▶ [SHORT PROBLEM]: List every line in the items below that contains the string "jeans". Matching is case-sensitive.

#####

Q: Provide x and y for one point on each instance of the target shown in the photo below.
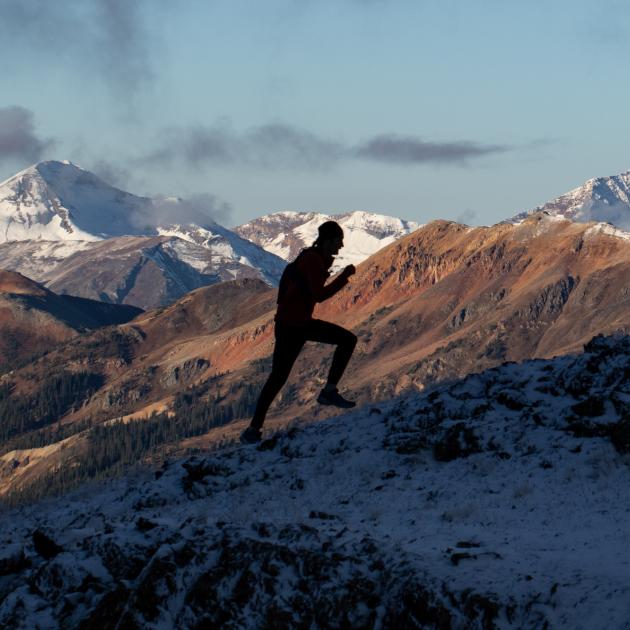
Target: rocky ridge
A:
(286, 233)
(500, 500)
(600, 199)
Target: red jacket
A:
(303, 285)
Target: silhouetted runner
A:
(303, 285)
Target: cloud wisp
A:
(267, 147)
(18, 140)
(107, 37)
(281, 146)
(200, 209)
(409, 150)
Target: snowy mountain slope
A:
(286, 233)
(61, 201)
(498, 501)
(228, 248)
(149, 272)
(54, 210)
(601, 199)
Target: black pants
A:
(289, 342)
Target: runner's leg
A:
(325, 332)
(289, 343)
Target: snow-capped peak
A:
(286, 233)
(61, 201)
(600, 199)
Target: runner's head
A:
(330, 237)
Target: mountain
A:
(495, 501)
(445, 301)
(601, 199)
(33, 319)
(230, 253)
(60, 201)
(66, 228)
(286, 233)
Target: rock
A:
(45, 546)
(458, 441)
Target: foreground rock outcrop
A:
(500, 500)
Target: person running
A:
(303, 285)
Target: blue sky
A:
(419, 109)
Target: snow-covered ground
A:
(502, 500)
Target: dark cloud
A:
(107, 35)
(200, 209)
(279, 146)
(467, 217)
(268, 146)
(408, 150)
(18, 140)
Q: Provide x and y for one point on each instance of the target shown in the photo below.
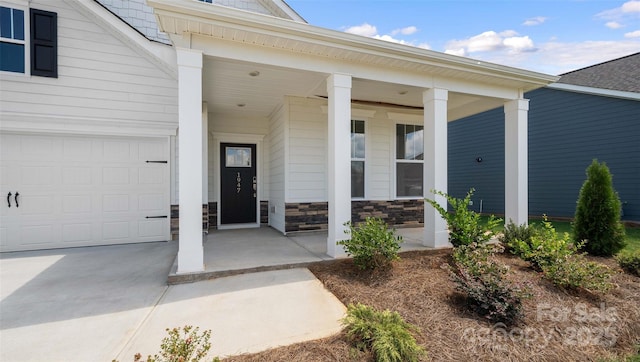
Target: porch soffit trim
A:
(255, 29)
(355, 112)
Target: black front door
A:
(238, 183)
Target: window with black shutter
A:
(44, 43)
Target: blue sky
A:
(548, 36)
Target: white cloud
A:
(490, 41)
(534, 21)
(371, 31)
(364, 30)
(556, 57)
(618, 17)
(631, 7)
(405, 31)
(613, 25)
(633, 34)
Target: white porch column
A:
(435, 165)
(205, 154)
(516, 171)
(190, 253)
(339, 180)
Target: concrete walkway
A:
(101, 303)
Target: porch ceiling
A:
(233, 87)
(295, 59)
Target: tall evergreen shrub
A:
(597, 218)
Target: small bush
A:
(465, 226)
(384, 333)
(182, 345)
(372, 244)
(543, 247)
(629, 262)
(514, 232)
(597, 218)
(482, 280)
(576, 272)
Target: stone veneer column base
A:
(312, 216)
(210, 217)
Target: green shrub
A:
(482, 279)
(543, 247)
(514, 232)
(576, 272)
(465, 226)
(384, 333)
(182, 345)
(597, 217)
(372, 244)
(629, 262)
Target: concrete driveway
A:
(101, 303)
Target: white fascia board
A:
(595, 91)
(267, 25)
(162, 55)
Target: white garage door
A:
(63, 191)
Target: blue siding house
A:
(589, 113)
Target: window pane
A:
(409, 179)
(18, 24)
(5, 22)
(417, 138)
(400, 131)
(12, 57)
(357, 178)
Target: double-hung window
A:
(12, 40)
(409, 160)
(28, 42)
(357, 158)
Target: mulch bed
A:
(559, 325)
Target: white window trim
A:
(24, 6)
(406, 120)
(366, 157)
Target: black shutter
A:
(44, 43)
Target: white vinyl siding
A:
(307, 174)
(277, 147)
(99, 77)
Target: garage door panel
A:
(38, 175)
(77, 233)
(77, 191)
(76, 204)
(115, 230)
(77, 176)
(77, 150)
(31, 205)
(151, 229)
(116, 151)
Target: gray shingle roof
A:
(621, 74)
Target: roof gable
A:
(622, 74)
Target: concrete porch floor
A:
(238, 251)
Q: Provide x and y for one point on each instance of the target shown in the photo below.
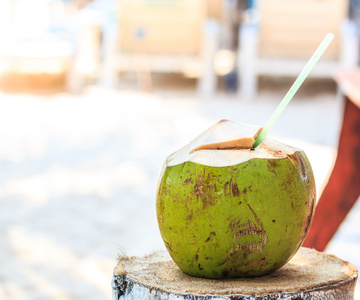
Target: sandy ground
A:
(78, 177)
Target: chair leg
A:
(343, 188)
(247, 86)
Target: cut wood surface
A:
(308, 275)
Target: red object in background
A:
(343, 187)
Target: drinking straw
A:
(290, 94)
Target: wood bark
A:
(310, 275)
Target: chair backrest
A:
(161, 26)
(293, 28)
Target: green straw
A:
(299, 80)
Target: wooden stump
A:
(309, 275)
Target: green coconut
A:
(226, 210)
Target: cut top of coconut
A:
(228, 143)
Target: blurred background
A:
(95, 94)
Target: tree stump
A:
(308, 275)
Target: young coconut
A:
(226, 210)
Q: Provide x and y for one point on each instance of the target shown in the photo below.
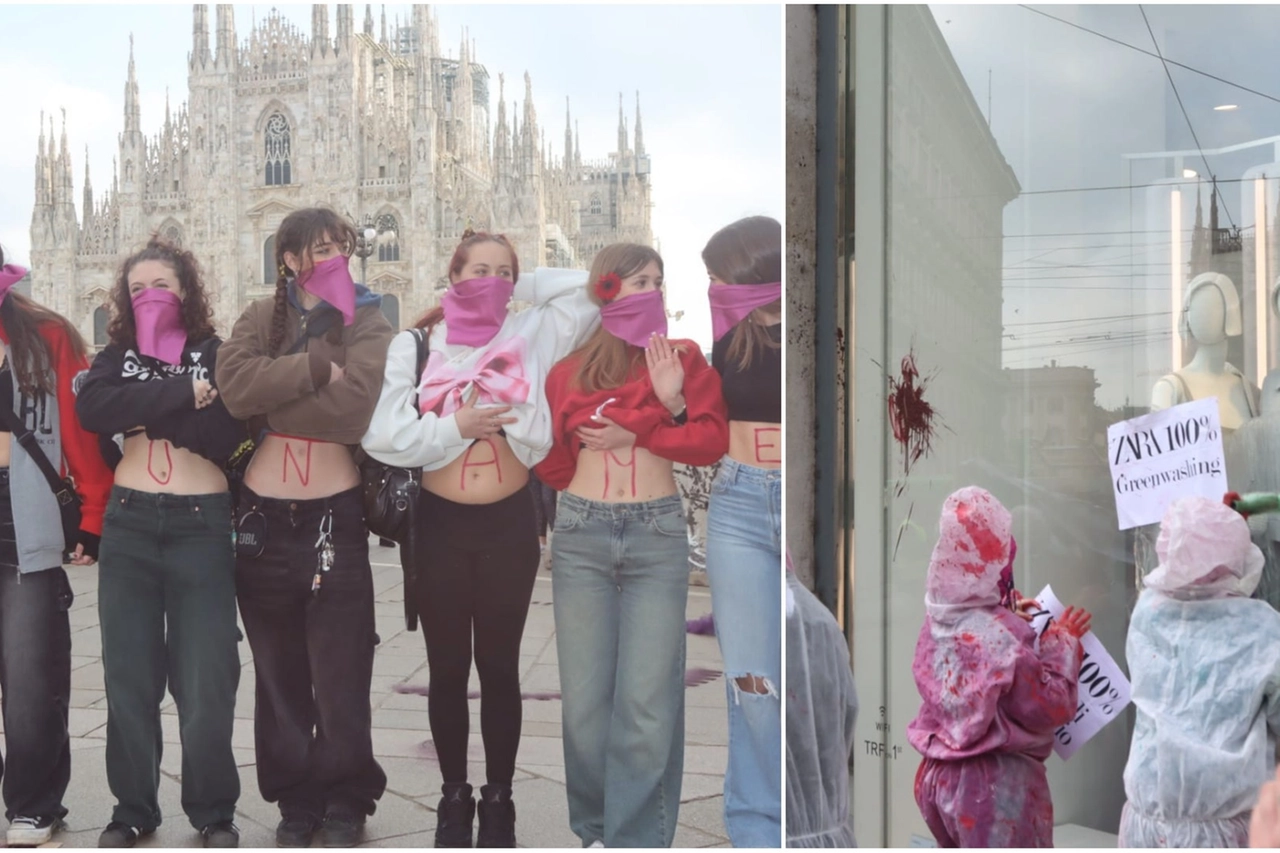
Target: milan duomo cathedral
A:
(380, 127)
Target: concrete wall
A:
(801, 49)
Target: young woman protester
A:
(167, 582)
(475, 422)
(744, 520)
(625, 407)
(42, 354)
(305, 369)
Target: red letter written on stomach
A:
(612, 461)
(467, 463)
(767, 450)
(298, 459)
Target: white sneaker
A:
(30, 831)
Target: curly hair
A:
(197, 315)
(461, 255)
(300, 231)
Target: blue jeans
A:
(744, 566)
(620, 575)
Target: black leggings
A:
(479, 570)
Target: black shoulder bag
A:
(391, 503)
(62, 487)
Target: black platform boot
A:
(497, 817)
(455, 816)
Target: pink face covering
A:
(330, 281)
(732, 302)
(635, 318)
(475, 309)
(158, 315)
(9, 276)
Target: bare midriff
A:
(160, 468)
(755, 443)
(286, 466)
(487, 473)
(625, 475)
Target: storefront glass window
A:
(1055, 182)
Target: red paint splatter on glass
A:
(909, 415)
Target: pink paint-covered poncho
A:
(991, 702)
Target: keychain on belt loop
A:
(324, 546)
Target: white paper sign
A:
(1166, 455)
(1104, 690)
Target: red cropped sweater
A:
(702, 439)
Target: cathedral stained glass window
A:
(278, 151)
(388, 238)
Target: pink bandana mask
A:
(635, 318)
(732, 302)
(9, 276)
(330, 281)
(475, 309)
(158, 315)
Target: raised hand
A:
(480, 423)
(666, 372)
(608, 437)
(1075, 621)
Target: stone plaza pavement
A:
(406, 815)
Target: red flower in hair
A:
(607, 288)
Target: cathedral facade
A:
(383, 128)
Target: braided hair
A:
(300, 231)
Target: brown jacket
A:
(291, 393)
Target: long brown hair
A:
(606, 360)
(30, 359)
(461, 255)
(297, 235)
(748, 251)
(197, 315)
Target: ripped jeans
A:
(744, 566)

#####

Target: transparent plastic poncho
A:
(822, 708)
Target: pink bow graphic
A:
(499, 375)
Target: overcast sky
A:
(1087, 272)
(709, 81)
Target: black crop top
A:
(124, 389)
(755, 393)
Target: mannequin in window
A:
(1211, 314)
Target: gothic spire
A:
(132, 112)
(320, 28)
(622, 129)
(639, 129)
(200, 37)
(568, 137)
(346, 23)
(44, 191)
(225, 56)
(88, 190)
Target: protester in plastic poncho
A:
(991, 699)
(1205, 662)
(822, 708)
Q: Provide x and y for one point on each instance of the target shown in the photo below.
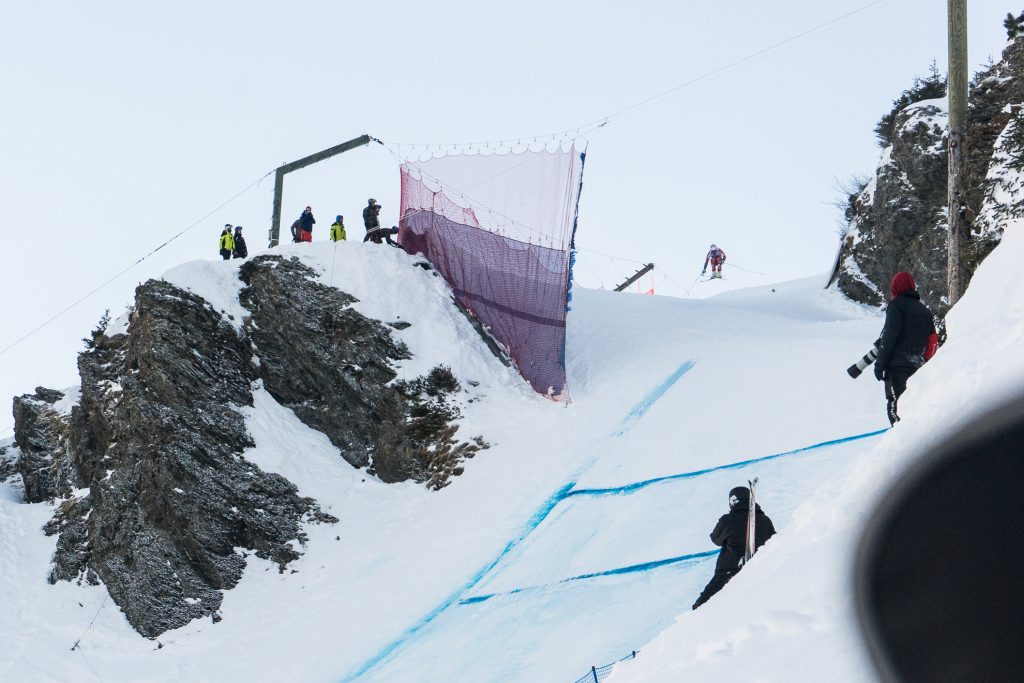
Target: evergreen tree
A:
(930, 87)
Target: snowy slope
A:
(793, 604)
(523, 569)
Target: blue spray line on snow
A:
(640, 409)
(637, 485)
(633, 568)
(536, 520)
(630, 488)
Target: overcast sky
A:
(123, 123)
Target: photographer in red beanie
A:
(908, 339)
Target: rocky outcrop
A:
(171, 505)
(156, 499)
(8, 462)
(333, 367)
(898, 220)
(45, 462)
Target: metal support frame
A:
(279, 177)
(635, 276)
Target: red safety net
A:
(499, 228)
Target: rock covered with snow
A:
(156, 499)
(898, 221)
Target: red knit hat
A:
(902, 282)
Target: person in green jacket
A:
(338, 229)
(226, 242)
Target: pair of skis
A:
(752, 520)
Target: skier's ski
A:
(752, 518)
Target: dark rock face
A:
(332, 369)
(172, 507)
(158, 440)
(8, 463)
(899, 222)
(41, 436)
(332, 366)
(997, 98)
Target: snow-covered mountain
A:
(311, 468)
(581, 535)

#####

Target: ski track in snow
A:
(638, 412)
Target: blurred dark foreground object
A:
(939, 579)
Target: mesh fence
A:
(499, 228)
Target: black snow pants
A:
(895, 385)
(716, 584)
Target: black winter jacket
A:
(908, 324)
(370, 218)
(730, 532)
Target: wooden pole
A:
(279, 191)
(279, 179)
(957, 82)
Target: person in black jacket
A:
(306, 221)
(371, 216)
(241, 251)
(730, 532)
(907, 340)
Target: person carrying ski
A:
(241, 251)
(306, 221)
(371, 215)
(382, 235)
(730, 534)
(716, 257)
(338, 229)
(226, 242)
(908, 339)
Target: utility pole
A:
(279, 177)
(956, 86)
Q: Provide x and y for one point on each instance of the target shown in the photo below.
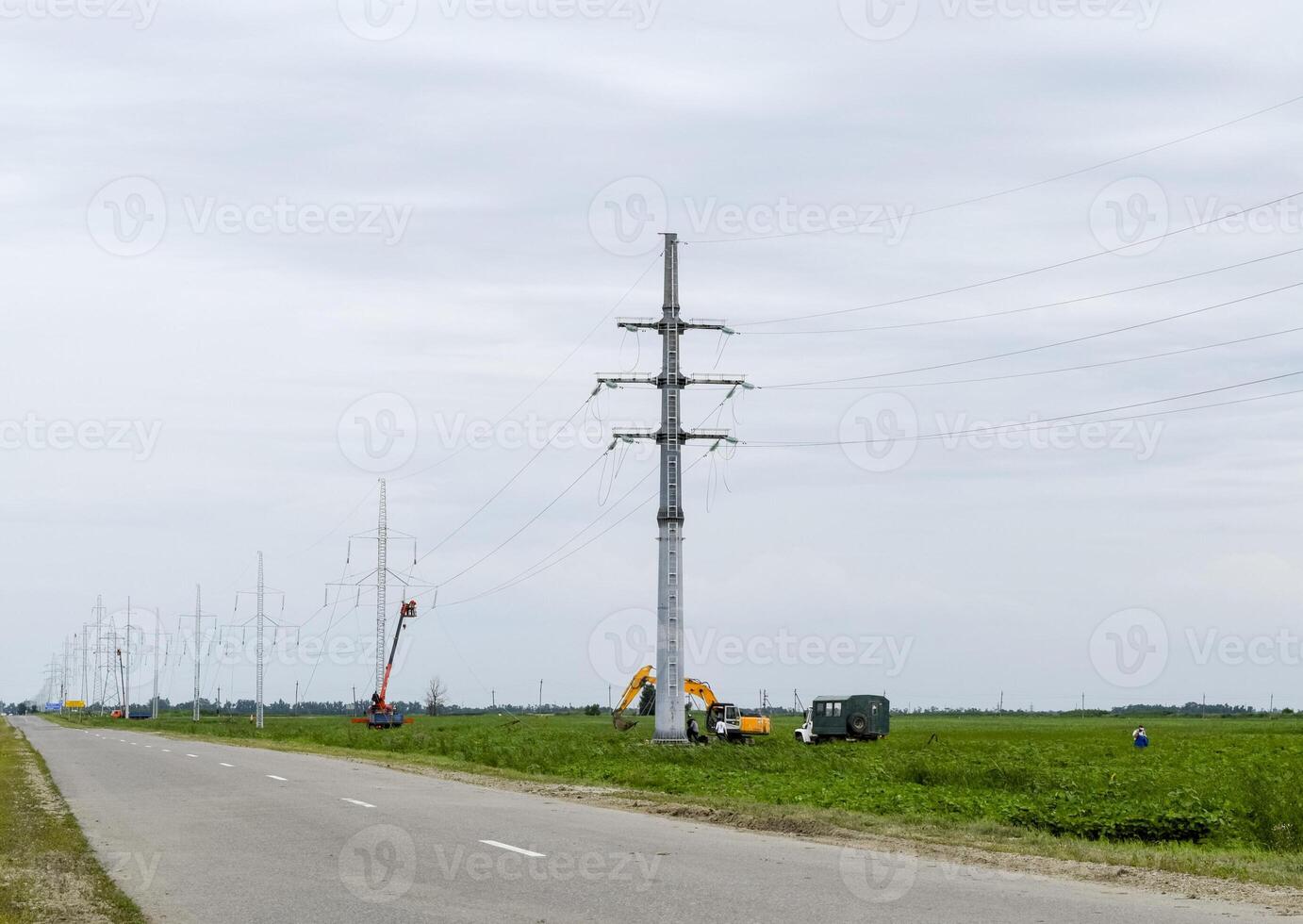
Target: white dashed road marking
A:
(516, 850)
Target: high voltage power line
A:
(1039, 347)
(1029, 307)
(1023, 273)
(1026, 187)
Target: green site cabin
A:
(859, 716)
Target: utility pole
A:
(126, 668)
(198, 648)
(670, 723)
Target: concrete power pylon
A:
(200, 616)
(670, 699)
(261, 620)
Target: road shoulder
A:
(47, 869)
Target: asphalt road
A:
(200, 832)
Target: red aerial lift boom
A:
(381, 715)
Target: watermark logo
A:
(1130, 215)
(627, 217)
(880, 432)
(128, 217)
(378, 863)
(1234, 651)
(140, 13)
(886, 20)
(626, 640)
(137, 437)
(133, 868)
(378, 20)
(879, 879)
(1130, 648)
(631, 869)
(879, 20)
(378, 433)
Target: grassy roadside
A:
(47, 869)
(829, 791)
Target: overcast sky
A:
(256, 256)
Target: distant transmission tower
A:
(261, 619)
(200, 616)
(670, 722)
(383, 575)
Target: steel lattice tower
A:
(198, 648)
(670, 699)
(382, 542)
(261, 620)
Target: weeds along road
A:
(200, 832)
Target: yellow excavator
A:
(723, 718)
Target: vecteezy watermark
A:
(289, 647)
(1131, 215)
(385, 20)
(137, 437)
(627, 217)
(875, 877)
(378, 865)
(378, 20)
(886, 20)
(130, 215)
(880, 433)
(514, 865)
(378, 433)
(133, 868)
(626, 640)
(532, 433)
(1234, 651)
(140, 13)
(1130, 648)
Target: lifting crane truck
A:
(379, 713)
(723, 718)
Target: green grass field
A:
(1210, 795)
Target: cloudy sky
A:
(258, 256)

#####

▶ [CORRECT OUTPUT]:
Target: blue jeans
Target: ripped jeans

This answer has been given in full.